(Text section begins)
Diabetes increases risk of birth defects...

*Diabetes quadruples birth defects risk, say researchers*
_5 February 2012 - The risk of birth defects increases four-fold if the pregnant mother has diabetes, researchers say._


> The Newcastle University study, published in the journal Diabetologia, analysed data from more than 400,000 pregnancies in North East England.  The risk of defects such as congenital heart disease and spina bifida were increased.  National guidelines already recommend having good control over blood sugar levels before trying to conceive.  Both Type 1 diabetes, which tends to appear in childhood, and Type 2 diabetes, largely as a result of diet, lead to problems controlling the amount of sugar in the blood.  This is known to cause problems in pregnancy, such as birth defects, miscarriage and the baby being overweight due to too much sugar.
> 
> There is concern that rising levels of diabetes, particularly Type 2, could make the issue worse.  Researchers analysed data from 401,149 pregnancies between 1996 and 2008 - 1,677 women had diabetes.  The risk of birth defects went from 19 in every 1,000 births for women without pre-existing diabetes to 72 in every 1,000 births for women with diabetes.  Their report said that sugar levels in the run-up to conception were the "most important" risk factor which could be controlled.
> 
> ...


----------



## waltky (Mar 27, 2012)

Gastric surgery better at controlling diabetes...

*Surgery better for diabetes in the obese: studies*
_26 Mar.`12 - Two clinical studies suggest that gastric surgery is better than traditional methods of care when it comes to controlling diabetes in overweight and obese patients._


> The first study, coined STAMPEDE, and presented at the American College of Cardiology conference, showed that patients who had operations fared three to four times better than those who did not after one year.  The study followed 150 patients who were randomly assigned to surgery or regular medical care, including drug regimens. Their starting body mass indexes ranged from 27, or overweight, to obese at up to 42 BMI.  Those who got surgery saw significant improvements in blood sugar, or glycemic control, and were able to cut down on the number of medications they took, while those in the medical group tended to take more drugs than before with less effect.
(Text section ends)
(Provided material begins)
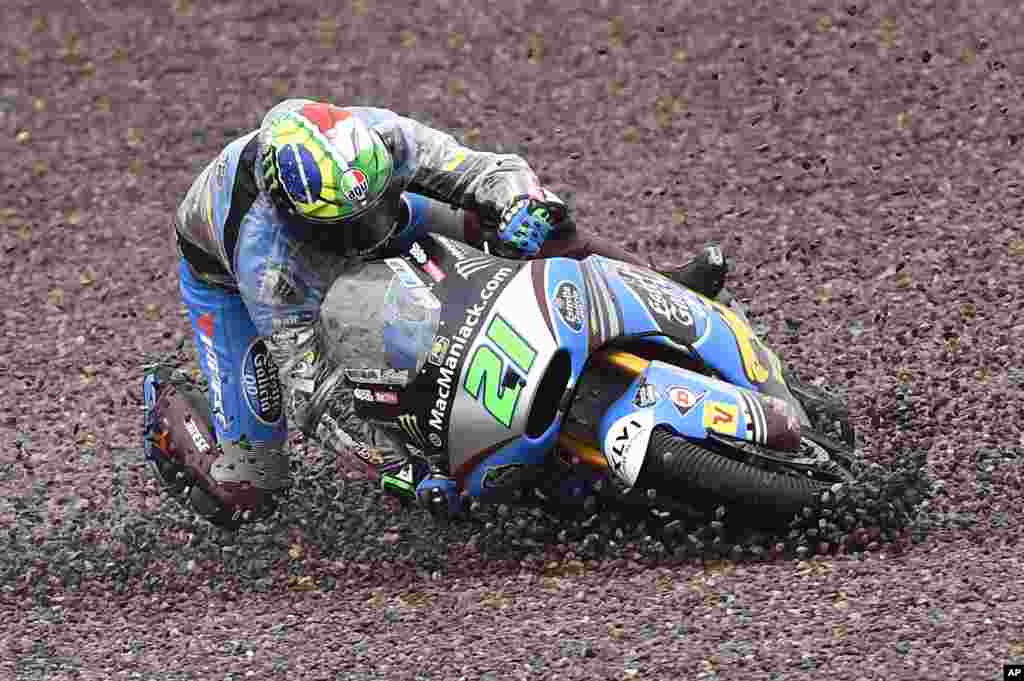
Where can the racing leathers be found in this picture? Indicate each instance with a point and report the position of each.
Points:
(253, 282)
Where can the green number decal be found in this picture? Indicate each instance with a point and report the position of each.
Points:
(483, 380)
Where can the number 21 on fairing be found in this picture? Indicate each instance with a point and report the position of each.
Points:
(484, 380)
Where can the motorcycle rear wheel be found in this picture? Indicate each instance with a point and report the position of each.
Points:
(686, 470)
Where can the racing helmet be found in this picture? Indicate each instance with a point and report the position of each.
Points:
(326, 169)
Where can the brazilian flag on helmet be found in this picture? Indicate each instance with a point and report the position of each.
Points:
(323, 163)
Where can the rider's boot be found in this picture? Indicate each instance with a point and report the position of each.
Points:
(181, 449)
(400, 479)
(438, 494)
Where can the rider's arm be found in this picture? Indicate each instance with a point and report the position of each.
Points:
(436, 166)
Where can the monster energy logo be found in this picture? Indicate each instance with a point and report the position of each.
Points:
(411, 425)
(470, 266)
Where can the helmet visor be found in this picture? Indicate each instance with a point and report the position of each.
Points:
(366, 233)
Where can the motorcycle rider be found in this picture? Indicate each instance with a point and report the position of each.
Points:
(264, 230)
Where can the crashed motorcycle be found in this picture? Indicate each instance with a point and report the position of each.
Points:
(548, 374)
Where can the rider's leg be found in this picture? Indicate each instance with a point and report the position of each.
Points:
(231, 451)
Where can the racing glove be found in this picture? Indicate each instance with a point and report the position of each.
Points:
(526, 222)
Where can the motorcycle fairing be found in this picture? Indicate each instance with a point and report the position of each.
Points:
(694, 406)
(650, 303)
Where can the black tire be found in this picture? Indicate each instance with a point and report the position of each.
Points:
(685, 470)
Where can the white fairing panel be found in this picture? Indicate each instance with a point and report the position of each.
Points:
(514, 340)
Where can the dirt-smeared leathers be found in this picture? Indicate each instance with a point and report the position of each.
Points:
(859, 163)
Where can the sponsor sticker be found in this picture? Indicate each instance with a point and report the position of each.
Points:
(646, 395)
(206, 327)
(453, 247)
(503, 475)
(418, 254)
(683, 398)
(198, 439)
(448, 379)
(378, 376)
(438, 349)
(410, 423)
(278, 286)
(404, 271)
(355, 180)
(659, 295)
(261, 385)
(626, 443)
(293, 321)
(433, 270)
(569, 304)
(721, 417)
(220, 170)
(469, 266)
(386, 396)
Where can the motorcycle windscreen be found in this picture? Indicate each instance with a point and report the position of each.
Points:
(380, 316)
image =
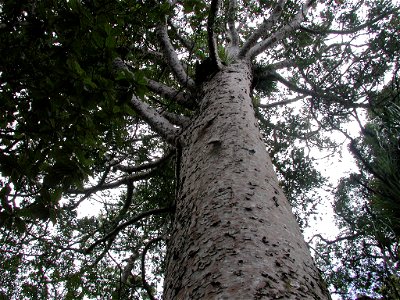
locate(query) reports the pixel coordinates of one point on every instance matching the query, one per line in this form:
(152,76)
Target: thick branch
(279,34)
(233,34)
(117,183)
(150,165)
(170,93)
(263,29)
(176,119)
(143,266)
(172,58)
(157,122)
(279,103)
(135,219)
(212,40)
(339,239)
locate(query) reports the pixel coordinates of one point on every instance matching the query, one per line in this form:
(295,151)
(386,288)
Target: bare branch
(179,120)
(279,103)
(120,227)
(212,40)
(146,286)
(233,34)
(186,43)
(124,180)
(330,242)
(157,122)
(263,29)
(279,34)
(150,165)
(172,58)
(281,65)
(170,93)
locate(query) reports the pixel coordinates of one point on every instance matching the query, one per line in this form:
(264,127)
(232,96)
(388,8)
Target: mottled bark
(234,235)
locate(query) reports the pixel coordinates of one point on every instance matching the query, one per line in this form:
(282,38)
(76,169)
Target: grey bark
(234,235)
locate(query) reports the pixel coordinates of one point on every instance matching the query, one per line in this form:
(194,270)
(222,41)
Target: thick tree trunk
(234,234)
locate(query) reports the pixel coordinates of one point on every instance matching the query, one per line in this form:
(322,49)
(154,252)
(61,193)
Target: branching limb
(120,227)
(280,103)
(117,183)
(172,58)
(186,43)
(281,65)
(279,34)
(233,34)
(170,93)
(146,286)
(330,242)
(157,122)
(175,119)
(263,29)
(211,37)
(146,166)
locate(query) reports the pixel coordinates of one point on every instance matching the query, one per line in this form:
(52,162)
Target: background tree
(93,96)
(367,206)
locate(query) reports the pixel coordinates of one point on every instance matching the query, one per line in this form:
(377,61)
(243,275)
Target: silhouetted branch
(263,29)
(233,34)
(172,58)
(211,38)
(143,266)
(146,166)
(280,34)
(120,227)
(157,122)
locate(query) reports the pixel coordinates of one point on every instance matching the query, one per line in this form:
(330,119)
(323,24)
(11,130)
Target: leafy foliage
(81,167)
(367,206)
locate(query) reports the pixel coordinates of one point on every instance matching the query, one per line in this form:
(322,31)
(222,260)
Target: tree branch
(279,103)
(330,242)
(279,34)
(176,119)
(150,165)
(120,227)
(211,38)
(157,122)
(172,58)
(170,93)
(146,286)
(263,29)
(111,185)
(233,34)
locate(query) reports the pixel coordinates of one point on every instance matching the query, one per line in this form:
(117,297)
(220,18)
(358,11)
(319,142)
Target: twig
(146,286)
(136,218)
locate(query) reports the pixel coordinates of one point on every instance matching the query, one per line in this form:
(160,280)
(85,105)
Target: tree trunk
(234,234)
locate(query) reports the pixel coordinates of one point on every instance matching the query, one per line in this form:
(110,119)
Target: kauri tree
(161,112)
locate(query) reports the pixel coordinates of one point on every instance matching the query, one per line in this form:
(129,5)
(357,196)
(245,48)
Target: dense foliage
(366,257)
(87,187)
(Provided material ends)
◆ What this exercise asks:
a) According to the diabetes text, how many pregnancies did the Newcastle University researchers analyze?
b) Write out the passage of the diabetes text from "Diabetes increases risk" up to and including "too much sugar.", word for word.
The records are separate material, unconnected to the diabetes text.

◆ Solution set:
a) They analyzed data from 401,149 pregnancies.

b)
Diabetes increases risk of birth defects...

*Diabetes quadruples birth defects risk, say researchers*
_5 February 2012 - The risk of birth defects increases four-fold if the pregnant mother has diabetes, researchers say._


> The Newcastle University study, published in the journal Diabetologia, analysed data from more than 400,000 pregnancies in North East England.  The risk of defects such as congenital heart disease and spina bifida were increased.  National guidelines already recommend having good control over blood sugar levels before trying to conceive.  Both Type 1 diabetes, which tends to appear in childhood, and Type 2 diabetes, largely as a result of diet, lead to problems controlling the amount of sugar in the blood.  This is known to cause problems in pregnancy, such as birth defects, miscarriage and the baby being overweight due to too much sugar.